Line by line, return the data exactly as shown.

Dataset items
=== Begin Enclosure ===

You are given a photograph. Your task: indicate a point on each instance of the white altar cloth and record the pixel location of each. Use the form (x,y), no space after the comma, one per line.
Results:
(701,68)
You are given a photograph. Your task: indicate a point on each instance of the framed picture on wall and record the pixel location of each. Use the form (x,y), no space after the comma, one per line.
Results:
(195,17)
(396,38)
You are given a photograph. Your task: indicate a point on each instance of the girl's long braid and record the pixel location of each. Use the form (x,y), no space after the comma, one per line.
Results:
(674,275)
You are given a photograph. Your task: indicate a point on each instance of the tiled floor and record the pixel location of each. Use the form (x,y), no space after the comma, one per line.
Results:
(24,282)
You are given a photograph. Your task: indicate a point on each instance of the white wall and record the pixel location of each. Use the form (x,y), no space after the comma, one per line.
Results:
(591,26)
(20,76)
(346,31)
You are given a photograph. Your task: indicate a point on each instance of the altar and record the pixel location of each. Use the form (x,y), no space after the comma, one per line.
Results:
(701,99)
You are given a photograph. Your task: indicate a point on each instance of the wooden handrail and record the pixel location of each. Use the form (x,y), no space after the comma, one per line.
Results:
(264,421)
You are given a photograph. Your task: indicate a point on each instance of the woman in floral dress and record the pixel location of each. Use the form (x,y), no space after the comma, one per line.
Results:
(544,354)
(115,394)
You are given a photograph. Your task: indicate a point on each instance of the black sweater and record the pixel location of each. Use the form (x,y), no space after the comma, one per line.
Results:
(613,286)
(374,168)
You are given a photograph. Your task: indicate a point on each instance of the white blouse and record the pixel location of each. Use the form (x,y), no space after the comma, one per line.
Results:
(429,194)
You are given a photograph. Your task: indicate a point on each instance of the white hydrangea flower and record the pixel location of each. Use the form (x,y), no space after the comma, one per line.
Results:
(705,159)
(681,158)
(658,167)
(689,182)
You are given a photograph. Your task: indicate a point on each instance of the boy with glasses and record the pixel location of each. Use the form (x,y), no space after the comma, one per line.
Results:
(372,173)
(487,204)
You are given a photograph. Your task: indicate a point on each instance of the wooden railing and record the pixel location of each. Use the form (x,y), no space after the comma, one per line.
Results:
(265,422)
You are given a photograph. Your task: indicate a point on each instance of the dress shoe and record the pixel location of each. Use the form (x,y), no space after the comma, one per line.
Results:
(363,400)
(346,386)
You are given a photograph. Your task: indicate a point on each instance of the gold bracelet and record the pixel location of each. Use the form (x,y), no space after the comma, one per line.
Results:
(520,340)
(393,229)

=== End Enclosure ===

- **RESPONSE**:
You are given a photograph. Your task: indicate a point on each instance of the white altar cloth and record the pixel location of each. Use the form (x,y), no space after the comma, one per line.
Results:
(701,68)
You are given a photograph. Your task: indicate a point on each instance of the framed picture on wall and record the pixel location of each. Use the form (x,y), no space after the comma, one per line.
Results:
(195,17)
(396,38)
You are given a photograph. Your task: indicate a point on each instance of the girl's long braid and record the pixel location of each. Use the form (x,y), no space after the comma, one per line.
Results:
(674,275)
You are given a photograph. Your task: indicate a point on each instance of the tiled floor and record the pixel location of each. Use the form (x,y), no space after the comma, one per line.
Results:
(24,282)
You are given a photograph. Your task: indicate a point on each instance of the white wall and record the pixel location of each. Use the form (x,y), no space after the comma, one per line.
Results:
(591,26)
(20,76)
(346,31)
You are given a photograph. Your task: indicate a point on each instance of the altar and record the pixel location of each. Use the form (x,y), no space after the comma, one per line.
Results:
(701,99)
You are given a photograph. Your task: indicate a point on each instance of the wooden handrail and record the pixel location of each. Use the form (x,y), no space after the comma, one per line.
Results:
(264,421)
You are given a photograph. Your task: indicate a point on each instance of the woman in floral dress and record the pixel location of each. Use the form (x,y), no space after the comma, one per line.
Results:
(544,354)
(115,394)
You are given a photograph. Your task: indicate a point on each instance of the black sweater and record the pixel location of each. Use the form (x,y), no space after the comma, one per line.
Results:
(613,286)
(374,168)
You are given a photograph. Your task: indicate a point on each instance of the white blouse and record the pixel location of each. Use the form (x,y), no space after the comma, one per line.
Results:
(429,194)
You are given a photograph. Your task: indicate a point on each instance of the white hydrangea flower and record the pixel location of each. Use the form (x,y), no space after the comma, one per line.
Results:
(705,159)
(681,158)
(658,167)
(689,182)
You are given a photograph. Your task: indicate a point on each instance of the boy with glasses and record the pixel location of each. Use the form (x,y), no space after the comma, one per line.
Results:
(372,173)
(487,204)
You are given a photograph. Your task: indicate a point on each instance of the wooden railing and record the pixel location of each. Use the form (x,y), no space after the comma, one per line.
Results:
(265,422)
You are given a photograph. Your task: indicate a point on each instance of the dress shoe and record the pixel location of each. Use the form (x,y), no space after the comma, one per line.
Results:
(363,400)
(346,386)
You are given a photograph. Your task: indicate a point on each instance of the gold bracelet and record the pixel location of each. Use the form (x,y), no space after the comma, one per line.
Results:
(520,340)
(393,229)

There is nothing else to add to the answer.